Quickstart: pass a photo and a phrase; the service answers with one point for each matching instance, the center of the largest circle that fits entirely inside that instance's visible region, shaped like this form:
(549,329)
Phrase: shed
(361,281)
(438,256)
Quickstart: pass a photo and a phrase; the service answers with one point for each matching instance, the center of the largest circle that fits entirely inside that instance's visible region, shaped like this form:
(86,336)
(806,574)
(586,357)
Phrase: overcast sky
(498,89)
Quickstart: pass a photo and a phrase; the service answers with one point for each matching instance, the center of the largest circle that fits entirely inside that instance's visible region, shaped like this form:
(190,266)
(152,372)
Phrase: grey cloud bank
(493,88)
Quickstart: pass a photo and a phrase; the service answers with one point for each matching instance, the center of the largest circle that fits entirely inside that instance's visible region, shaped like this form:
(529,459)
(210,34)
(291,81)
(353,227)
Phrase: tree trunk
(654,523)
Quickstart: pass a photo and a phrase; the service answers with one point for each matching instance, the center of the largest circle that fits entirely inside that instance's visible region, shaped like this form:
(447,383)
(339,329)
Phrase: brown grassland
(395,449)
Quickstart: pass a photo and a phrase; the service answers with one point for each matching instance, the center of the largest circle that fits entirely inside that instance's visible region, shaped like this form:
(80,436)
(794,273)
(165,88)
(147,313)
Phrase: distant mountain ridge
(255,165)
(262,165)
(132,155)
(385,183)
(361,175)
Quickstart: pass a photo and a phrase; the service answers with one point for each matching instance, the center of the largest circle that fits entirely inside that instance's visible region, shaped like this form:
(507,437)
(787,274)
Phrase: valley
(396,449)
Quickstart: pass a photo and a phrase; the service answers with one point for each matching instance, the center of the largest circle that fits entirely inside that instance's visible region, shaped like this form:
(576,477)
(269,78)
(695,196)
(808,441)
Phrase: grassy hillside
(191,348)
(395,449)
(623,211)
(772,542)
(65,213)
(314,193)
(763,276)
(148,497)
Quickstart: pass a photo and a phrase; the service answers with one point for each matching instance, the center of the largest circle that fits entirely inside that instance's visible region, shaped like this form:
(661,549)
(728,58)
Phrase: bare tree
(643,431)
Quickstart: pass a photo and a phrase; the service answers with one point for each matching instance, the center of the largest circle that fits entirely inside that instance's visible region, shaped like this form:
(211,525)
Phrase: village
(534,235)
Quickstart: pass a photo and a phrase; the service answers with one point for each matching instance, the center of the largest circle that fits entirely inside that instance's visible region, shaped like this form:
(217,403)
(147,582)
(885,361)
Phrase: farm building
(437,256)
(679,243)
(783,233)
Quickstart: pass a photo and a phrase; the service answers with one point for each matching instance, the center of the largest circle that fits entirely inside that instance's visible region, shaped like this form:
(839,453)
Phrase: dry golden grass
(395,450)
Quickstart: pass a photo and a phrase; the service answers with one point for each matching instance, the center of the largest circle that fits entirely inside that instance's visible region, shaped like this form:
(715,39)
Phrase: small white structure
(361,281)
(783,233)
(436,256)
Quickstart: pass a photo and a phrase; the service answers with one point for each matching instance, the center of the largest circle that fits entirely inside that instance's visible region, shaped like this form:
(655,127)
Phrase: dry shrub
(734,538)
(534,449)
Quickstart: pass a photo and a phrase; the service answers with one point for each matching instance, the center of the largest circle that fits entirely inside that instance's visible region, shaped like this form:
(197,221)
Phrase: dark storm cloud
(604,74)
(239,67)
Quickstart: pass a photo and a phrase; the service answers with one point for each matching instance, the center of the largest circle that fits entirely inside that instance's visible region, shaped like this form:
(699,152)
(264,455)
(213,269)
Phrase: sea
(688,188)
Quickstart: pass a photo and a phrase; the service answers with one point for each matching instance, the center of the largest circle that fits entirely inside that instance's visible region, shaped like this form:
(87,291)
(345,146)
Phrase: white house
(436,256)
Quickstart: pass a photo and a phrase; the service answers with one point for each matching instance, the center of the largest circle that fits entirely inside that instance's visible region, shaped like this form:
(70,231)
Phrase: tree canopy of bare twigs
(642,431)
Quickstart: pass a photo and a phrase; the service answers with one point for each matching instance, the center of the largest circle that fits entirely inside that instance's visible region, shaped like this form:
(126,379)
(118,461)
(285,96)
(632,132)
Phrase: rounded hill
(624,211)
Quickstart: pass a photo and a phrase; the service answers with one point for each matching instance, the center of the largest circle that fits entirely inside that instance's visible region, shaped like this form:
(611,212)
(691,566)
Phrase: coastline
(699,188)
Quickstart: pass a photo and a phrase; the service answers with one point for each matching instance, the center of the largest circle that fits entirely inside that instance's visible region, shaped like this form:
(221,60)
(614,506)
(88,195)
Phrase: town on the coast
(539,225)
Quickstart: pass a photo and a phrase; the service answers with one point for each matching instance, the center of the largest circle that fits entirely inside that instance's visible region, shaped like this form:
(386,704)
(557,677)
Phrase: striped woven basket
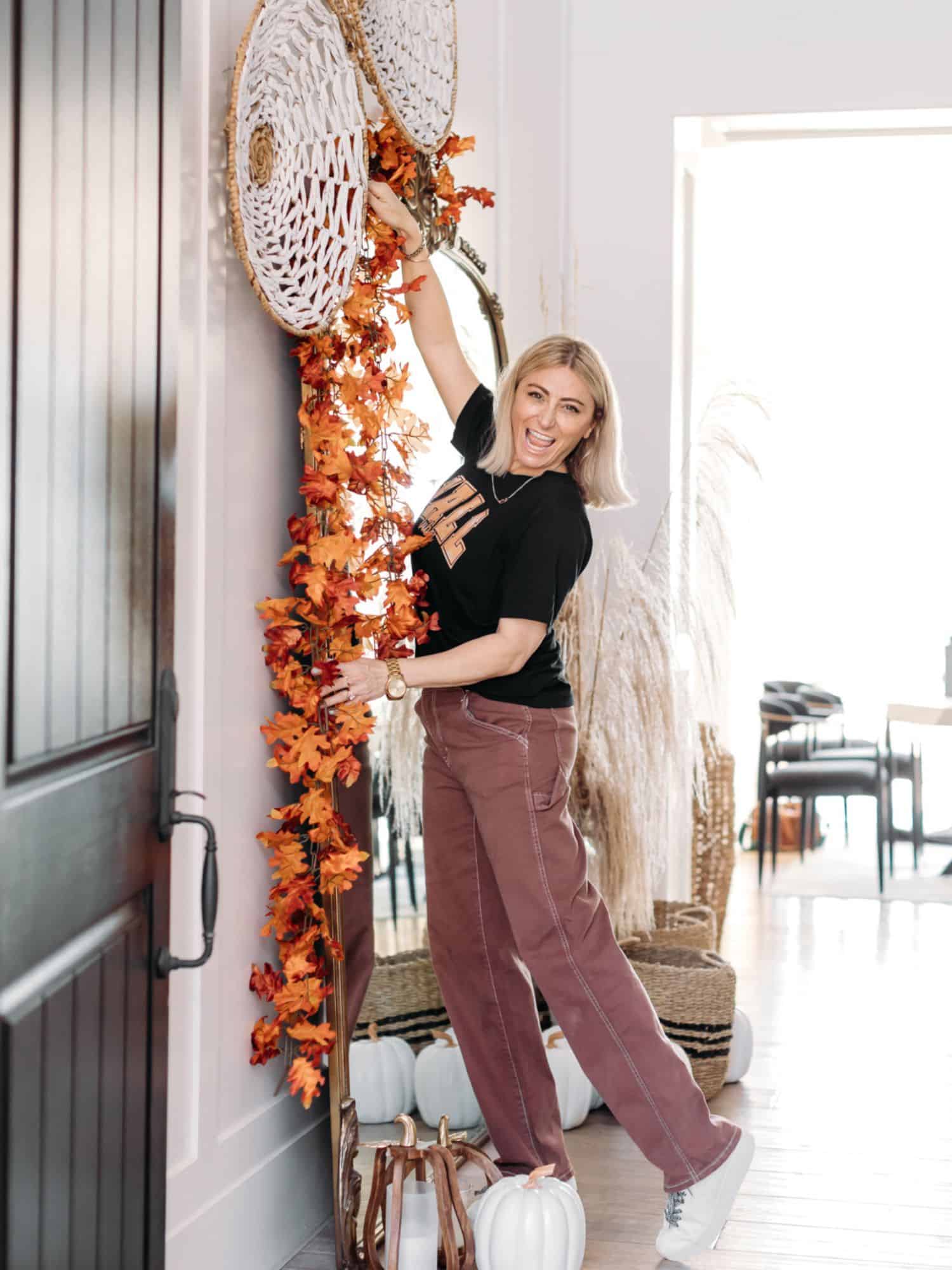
(694,993)
(713,849)
(681,925)
(404,1000)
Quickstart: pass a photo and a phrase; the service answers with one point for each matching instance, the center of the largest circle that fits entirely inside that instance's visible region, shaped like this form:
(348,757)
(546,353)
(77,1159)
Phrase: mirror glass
(397,920)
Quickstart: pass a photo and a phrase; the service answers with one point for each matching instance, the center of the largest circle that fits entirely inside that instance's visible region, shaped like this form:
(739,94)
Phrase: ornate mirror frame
(345,1123)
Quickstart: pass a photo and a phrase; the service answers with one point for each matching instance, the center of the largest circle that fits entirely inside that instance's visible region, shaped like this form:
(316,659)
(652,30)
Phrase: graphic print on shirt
(455,500)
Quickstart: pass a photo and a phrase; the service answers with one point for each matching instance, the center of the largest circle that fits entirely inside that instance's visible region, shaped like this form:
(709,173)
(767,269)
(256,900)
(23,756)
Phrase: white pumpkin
(573,1088)
(444,1086)
(383,1078)
(531,1224)
(742,1048)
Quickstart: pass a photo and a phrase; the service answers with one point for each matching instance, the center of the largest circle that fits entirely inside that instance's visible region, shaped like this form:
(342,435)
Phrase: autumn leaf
(265,1041)
(307,1079)
(348,770)
(266,982)
(351,598)
(319,1034)
(303,996)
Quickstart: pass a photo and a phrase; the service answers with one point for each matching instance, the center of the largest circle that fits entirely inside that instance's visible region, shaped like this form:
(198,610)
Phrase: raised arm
(431,319)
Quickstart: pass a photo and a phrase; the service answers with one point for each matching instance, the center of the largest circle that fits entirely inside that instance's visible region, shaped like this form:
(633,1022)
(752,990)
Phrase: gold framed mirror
(375,915)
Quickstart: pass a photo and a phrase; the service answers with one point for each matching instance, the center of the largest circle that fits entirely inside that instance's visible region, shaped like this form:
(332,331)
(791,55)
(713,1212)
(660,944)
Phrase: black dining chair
(809,779)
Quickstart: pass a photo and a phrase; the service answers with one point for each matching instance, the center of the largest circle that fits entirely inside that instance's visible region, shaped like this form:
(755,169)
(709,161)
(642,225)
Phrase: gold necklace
(506,500)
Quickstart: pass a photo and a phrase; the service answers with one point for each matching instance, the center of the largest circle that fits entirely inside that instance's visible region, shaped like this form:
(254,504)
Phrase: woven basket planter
(713,839)
(678,925)
(694,995)
(404,1000)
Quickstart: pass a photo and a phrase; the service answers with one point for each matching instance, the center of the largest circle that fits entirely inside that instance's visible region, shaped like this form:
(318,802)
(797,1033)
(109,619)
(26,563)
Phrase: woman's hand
(361,680)
(393,211)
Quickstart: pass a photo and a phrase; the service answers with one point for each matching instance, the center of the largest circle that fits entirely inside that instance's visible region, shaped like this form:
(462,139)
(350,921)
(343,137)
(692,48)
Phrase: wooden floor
(850,1095)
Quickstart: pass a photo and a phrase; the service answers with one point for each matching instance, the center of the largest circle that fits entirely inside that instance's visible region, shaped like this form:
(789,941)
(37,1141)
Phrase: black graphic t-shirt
(491,561)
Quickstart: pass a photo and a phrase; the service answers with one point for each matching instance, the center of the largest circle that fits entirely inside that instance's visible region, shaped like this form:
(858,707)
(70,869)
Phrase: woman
(507,892)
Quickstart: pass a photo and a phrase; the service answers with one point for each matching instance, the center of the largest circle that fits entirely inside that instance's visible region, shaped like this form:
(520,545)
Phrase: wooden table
(939,714)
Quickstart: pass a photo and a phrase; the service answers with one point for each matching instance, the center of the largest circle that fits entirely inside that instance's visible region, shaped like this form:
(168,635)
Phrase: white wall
(633,69)
(248,1173)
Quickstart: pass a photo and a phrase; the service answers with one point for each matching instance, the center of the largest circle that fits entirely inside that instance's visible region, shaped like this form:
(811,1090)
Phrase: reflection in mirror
(395,1008)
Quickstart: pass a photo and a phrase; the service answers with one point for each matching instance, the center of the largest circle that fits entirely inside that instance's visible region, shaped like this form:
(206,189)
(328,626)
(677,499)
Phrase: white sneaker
(694,1219)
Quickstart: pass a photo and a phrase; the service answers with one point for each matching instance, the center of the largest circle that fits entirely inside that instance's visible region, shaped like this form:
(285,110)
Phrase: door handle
(169,817)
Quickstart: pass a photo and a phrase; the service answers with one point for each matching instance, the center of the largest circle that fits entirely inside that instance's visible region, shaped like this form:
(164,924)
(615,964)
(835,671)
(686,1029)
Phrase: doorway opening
(818,274)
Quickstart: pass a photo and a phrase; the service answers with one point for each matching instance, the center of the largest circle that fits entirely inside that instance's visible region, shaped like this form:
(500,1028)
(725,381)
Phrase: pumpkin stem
(543,1172)
(409,1130)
################
Filter the lines above, keeping every line that holds the string "graphic". Case counts.

Phrase: graphic print on shirt
Phrase: black graphic t-shirt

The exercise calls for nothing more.